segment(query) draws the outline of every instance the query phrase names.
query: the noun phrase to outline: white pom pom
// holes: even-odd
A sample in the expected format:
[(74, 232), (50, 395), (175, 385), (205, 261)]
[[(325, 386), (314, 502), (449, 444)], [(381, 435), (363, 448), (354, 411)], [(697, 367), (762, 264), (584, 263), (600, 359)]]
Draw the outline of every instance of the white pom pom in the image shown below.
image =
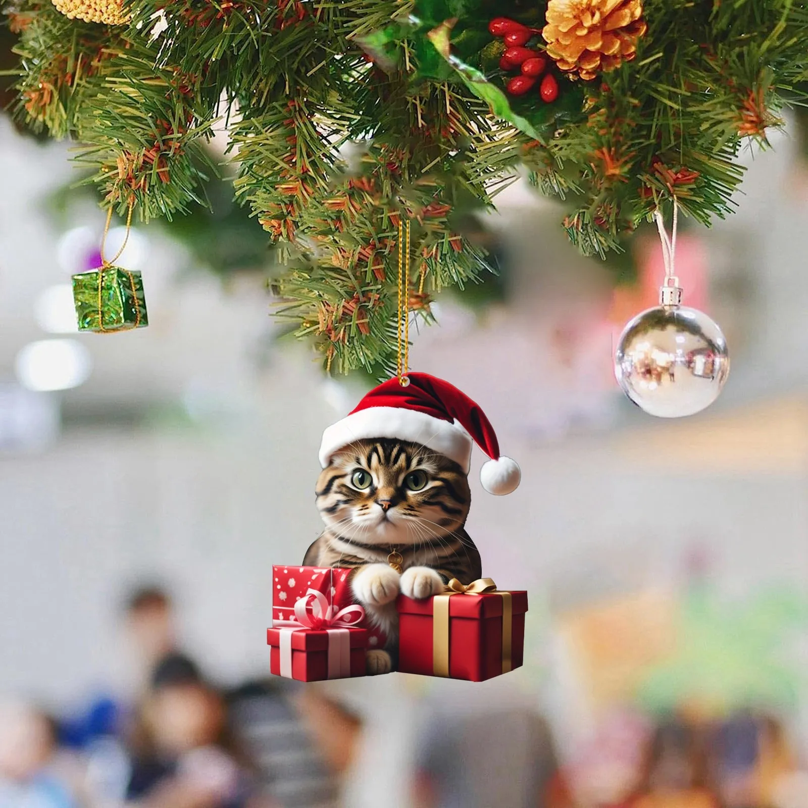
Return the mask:
[(516, 490), (521, 479), (522, 469), (510, 457), (502, 457), (499, 460), (487, 461), (480, 469), (482, 487), (489, 494), (496, 494), (498, 496)]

━━━━━━━━

▸ **PROBLEM STATEMENT**
Copy the entries above word for word, leaving out the pictures.

▸ **FINAL RESULT**
segment(query) draws the outline of every instance the query phrase names.
query: the noun phrase to outline: white pom pom
// holes: even-odd
A sample in the expected format:
[(74, 232), (50, 395), (175, 385), (205, 261)]
[[(325, 386), (314, 502), (449, 444)], [(381, 435), (363, 448), (354, 411)], [(697, 367), (762, 264), (584, 263), (600, 359)]]
Draw the outline of every instance of the white pom pom in the image shown below.
image =
Return the mask:
[(516, 490), (521, 479), (522, 469), (510, 457), (502, 457), (499, 460), (487, 461), (480, 469), (482, 487), (489, 494), (496, 494), (498, 496)]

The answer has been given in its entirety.